→ 任务要求:
[1] 根据这段节选,柳懿儿为了什么而认罪?
[2] 请把这段节选中的一部分重新写出,将其中的"父权制社会"全部改为"宗法社会"。从含有"本文从女性主义角度来解读《团"的那句开始,写到"背景之下,女性的无助与矛盾。"为止。

======== 节选原文

剧中写施佾生在考中状元后,为寡母叶婉娘申请旌表,又与柳懿儿完成洞房花烛,可谓三喜临门。而在施佾生婚后第三天,新婚妻子柳懿儿去见婆婆,无意中撞破婆婆的私情,叶氏羞愧自尽,柳氏为保婆婆名节认罪。施佾生以为能保住妻子,但事态的发展却远远超出了他的预料,终酿成了大悲剧。

本文从女性主义角度来解读《团圆之后》,以叶婉娘和柳懿儿为主,探讨女子是如何屈从于父权制社会的,通过解读戏剧中她们的经历与抉择,引发对女性主义的一些思考。

一、“他者”面临的困境

法国女作家西蒙娜·波伏娃的《第二性》被认为是女性主义的经典著作,在思想观念和批评实践上奠定了女性主义文学理论的基础。书中对女性问题做了深入的剖析,她认为“人不是生来就是女人,是变成了女人”[1]。女人“他者”的地位是父权制社会秩序的组成部分,剧中叶婉娘和柳懿儿就成了男权社会下的“他者”。

(一)叶婉娘面临的困境

叶婉娘是剧中一个极具悲剧性的人物,她是封建礼教社会下的牺牲品。她的一生面临着各种各样的困境。从她身上可以看出那个时代背景之下,女性的无助与矛盾。

================
======== 原始数据

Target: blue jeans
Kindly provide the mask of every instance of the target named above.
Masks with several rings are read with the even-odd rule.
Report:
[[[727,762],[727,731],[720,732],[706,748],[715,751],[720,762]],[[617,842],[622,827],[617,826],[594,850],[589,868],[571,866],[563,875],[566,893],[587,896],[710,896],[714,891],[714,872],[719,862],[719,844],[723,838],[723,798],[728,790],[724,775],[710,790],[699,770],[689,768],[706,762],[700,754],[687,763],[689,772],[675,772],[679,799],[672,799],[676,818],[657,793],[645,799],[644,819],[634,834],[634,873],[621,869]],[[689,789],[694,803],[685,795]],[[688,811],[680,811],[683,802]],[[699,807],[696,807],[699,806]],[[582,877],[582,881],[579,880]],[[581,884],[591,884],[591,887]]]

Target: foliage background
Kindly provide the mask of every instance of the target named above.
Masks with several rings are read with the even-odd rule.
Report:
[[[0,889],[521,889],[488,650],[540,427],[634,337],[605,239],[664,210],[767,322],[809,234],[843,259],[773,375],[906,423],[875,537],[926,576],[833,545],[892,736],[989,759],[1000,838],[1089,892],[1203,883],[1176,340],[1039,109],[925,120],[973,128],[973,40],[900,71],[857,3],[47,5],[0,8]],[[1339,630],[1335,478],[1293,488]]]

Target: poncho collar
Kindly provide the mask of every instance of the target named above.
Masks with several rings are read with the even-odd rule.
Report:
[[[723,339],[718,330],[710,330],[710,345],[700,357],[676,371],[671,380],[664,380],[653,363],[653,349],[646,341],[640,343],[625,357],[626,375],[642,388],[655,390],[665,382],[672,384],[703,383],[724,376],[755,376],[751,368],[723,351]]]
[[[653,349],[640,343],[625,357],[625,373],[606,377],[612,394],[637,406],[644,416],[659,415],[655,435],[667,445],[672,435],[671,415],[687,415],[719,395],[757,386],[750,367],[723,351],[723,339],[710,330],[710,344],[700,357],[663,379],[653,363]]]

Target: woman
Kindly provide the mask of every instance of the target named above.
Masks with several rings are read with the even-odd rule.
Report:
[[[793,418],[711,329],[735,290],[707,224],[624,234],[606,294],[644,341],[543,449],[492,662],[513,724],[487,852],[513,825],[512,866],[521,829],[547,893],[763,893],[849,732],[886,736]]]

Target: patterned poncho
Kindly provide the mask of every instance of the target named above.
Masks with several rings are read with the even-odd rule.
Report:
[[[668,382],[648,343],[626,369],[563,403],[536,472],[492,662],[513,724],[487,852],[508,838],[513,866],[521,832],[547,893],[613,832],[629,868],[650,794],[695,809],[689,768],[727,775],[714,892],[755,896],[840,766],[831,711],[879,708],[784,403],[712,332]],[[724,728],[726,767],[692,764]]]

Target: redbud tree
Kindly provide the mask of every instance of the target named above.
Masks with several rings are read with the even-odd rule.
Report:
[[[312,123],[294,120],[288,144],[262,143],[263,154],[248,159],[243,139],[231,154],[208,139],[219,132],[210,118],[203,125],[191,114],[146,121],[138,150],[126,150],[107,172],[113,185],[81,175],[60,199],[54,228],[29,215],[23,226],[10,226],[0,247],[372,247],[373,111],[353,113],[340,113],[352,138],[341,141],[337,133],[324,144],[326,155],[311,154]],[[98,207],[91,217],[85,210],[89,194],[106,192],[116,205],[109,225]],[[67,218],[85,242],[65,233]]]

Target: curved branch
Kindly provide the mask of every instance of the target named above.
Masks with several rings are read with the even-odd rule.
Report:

================

→ 各题答案:
[1] 为了保住婆婆的名节。

[2]
本文从女性主义角度来解读《团圆之后》,以叶婉娘和柳懿儿为主,探讨女子是如何屈从于宗法社会的,通过解读戏剧中她们的经历与抉择,引发对女性主义的一些思考。

一、“他者”面临的困境

法国女作家西蒙娜·波伏娃的《第二性》被认为是女性主义的经典著作,在思想观念和批评实践上奠定了女性主义文学理论的基础。书中对女性问题做了深入的剖析,她认为“人不是生来就是女人,是变成了女人”[1]。女人“他者”的地位是宗法社会秩序的组成部分,剧中叶婉娘和柳懿儿就成了男权社会下的“他者”。

(一)叶婉娘面临的困境

叶婉娘是剧中一个极具悲剧性的人物,她是封建礼教社会下的牺牲品。她的一生面临着各种各样的困境。从她身上可以看出那个时代背景之下,女性的无助与矛盾。